EXPLORE THE MATERIAL
1) According to the article on Sandra Douglass Morgan leaving the Nevada Gaming Control Board, on what date will she step down?
2) Pick up the article on Sandra Douglass Morgan leaving the Nevada Gaming Control Board after its last sentence and write the next few paragraphs.

EXCERPT TO READ
+ + +

NGCB chair Sandra Douglass Morgan to step down after a rough year


resignation

After just under 2 years in the position, Sandra Douglass Morgan has revealed she will be leaving her role as chairwoman of the Nevada Gaming Control Board (NGCB). She will step down on November 6.

Nevada Governor Steve Sisolak, who appointed her to the role, made the announcement on October 29. He noted she will be “greatly missed, but her leadership and ability to put together a talented team has left the state in a great position to fill the role with another accomplished individual.”

Morgan issued her own statement, noting that the past 22 months as NGCB chair was “honor of a lifetime.” A talented and accomplished attorney, Morgan noted that she was moving on to a new “professional opportunity.”

Before stepping up to be Sisolak’s first appointed NGCB chair in January 2019, Morgan was the first black city attorney in the state. She was worked previously for AT&T Services and MGM Resorts International. She took over for former NGCB chair Becky Harris, who’s tenure was notable for having to handle all of Steve Wynn’s sexual harassment problems.

+ + +

EXTRACTED INFORMATION
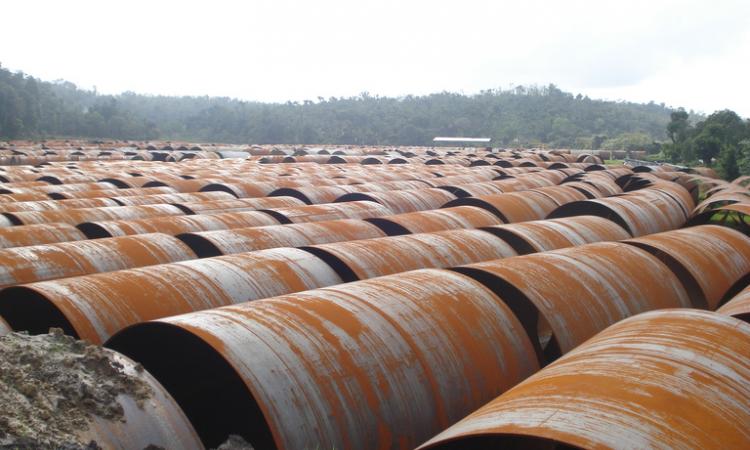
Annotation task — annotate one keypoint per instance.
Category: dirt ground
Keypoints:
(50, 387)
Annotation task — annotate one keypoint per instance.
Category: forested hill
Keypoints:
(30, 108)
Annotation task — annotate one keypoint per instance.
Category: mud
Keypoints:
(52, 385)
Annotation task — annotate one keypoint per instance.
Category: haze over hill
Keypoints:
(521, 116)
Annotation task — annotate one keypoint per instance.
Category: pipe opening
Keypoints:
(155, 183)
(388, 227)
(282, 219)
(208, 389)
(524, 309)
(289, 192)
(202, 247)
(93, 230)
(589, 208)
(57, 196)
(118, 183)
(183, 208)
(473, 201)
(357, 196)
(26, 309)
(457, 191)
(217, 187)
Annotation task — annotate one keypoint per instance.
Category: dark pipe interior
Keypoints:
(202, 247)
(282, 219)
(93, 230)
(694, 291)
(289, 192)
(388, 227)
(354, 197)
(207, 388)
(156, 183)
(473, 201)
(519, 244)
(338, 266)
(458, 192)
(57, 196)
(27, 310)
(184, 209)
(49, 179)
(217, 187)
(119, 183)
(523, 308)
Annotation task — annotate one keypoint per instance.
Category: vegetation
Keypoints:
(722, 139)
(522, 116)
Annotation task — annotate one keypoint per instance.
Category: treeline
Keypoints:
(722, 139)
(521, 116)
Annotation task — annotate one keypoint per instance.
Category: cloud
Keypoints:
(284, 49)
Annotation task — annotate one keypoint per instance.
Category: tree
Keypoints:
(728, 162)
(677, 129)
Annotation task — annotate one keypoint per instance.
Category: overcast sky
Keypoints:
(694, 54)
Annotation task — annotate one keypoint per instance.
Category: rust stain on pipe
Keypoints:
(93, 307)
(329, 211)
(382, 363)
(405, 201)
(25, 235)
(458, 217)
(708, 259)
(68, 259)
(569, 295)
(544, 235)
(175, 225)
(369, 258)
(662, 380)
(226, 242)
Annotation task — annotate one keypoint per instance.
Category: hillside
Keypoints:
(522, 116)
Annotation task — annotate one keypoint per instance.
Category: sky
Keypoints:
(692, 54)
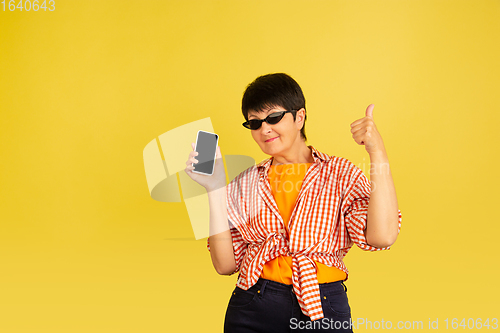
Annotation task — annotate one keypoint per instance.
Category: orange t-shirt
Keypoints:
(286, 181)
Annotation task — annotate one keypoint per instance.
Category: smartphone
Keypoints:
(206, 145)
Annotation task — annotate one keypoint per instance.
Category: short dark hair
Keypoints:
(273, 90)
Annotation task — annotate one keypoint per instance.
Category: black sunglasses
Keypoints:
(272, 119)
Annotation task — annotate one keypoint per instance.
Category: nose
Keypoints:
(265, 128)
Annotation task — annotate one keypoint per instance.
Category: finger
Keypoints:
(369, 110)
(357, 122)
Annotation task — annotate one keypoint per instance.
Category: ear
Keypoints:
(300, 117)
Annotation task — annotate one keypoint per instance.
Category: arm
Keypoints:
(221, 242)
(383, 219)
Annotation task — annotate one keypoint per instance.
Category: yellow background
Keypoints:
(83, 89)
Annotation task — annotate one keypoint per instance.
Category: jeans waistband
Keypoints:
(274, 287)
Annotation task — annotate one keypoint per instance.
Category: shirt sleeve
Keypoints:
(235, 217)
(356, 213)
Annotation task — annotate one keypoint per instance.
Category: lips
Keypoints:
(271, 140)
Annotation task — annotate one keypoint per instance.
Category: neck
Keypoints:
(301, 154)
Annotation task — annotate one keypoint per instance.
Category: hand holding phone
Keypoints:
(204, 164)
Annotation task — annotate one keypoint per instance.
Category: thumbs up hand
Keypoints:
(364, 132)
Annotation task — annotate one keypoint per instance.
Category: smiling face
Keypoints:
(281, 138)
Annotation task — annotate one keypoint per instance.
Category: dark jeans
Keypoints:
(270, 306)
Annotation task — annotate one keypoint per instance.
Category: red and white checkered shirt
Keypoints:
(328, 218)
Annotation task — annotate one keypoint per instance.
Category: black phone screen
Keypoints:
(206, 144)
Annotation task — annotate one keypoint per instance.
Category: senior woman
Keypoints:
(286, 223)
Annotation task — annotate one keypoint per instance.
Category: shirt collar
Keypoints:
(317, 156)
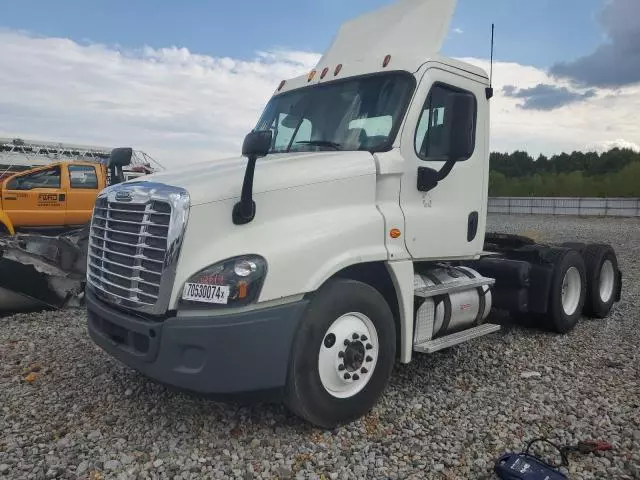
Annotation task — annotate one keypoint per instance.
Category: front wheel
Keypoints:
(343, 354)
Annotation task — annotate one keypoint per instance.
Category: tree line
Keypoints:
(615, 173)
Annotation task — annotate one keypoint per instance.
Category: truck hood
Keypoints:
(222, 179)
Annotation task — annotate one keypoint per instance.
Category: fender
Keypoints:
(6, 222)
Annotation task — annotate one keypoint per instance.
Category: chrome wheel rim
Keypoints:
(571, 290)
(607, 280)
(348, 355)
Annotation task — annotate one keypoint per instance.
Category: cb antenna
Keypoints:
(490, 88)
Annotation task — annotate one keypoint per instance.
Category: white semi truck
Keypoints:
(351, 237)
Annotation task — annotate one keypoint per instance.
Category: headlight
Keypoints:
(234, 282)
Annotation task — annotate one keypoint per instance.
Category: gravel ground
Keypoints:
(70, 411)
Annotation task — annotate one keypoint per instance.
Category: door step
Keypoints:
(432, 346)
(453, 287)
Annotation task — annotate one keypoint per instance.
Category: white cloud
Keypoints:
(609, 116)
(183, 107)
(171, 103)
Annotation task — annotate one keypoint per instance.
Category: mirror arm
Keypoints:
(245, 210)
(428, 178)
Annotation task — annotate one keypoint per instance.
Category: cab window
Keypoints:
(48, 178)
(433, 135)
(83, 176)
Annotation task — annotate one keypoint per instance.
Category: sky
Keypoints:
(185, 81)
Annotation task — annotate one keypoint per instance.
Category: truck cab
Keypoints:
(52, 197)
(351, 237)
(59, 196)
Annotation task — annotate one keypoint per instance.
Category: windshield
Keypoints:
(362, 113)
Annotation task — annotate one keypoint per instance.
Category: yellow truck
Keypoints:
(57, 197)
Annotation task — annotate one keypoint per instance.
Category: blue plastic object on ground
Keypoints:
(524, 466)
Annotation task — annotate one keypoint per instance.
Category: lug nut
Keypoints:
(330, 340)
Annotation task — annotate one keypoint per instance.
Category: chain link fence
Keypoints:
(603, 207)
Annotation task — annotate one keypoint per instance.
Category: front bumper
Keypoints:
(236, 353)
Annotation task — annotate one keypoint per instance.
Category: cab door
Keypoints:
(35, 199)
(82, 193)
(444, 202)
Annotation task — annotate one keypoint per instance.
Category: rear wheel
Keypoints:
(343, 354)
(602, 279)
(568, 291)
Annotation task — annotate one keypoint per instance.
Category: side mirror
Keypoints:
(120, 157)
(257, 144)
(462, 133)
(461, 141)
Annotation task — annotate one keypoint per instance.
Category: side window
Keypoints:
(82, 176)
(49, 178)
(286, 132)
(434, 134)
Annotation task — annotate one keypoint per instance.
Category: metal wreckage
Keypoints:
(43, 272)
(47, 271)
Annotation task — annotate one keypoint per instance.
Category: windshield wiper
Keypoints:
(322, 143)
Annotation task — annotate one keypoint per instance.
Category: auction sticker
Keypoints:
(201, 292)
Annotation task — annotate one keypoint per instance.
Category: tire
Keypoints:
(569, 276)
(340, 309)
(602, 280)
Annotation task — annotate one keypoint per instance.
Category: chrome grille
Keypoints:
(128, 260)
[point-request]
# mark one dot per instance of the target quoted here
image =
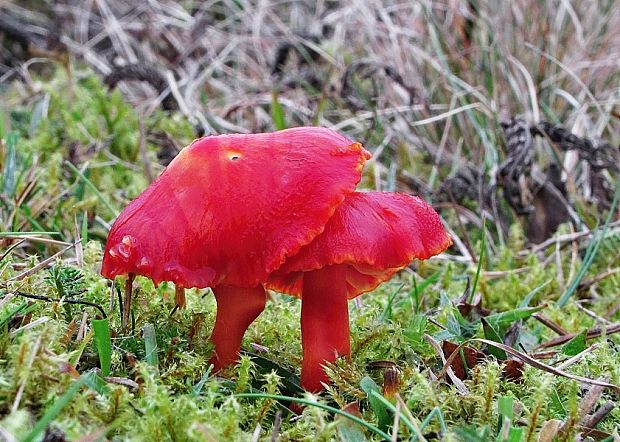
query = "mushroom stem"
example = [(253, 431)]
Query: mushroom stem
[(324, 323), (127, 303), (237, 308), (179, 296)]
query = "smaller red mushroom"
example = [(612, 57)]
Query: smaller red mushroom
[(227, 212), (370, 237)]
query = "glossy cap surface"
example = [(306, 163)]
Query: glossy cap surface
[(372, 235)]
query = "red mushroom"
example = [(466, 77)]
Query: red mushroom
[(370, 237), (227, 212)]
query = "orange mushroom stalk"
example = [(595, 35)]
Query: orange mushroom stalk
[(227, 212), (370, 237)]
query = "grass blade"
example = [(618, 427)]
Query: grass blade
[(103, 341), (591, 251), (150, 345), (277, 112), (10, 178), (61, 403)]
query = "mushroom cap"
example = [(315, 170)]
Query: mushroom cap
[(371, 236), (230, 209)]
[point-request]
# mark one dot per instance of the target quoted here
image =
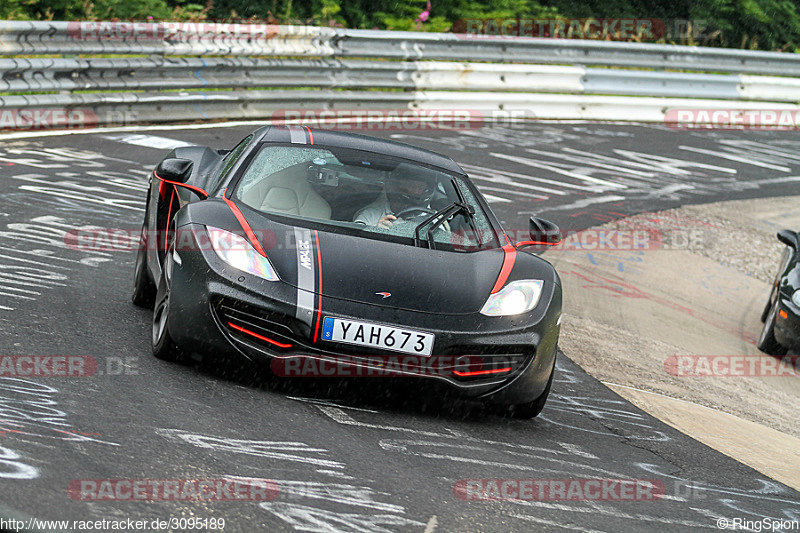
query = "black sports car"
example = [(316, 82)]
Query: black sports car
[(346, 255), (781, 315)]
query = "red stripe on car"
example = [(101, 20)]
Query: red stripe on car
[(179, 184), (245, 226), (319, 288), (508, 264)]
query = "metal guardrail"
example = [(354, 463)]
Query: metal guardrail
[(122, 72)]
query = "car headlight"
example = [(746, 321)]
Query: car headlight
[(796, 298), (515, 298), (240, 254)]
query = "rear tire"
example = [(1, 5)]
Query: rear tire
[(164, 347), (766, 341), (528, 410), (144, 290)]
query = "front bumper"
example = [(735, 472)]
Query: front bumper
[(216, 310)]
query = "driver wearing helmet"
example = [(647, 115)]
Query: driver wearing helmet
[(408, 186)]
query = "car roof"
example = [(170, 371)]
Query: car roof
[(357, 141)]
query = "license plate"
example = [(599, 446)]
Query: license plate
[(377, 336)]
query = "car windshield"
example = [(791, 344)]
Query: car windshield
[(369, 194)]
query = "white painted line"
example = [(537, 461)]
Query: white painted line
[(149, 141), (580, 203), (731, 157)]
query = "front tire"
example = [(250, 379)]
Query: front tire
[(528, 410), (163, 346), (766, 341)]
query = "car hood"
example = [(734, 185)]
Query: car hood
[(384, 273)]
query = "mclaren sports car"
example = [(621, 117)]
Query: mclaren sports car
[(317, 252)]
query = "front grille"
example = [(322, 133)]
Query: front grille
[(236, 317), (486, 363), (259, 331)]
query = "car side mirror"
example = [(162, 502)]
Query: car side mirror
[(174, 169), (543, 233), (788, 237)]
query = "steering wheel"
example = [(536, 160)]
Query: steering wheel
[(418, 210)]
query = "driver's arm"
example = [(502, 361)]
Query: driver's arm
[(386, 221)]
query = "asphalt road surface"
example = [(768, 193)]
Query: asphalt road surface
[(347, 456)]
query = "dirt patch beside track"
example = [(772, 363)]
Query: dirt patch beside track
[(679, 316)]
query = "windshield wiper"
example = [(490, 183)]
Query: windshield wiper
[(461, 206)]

+ + +

EXPECTED RESPONSES
1) November 6

2)
Morgan, who has recently spoken with our very own Becky Liggero Fontana, had the much different and perhaps greater problem of being NGCB chair during the Covid-19 pandemic. In our interview with her, she noted that the regulator was focused on being flexible to operators needs, noting that “unprecedented times definitely require unprecedented measures.”

Nevada may have changed a lot in the past two years, specially during the pandemic, but a few things didn’t. As Morgan told us, online gambling isn’t really a priority with casino gambling being so pervasive in the state. Digital currency options didn’t get very far either, but winds of change are stirring their as cashless options increase in demand thanks to pandemic safety precautions.

Governor Sisolak has yet to announce who will replace Morgan, but is expected to do so soon. Whoever fills the role will have a tricky job in front of them, as revenues continue to look shaky thanks to a lack of tourism and enforced safety precautions.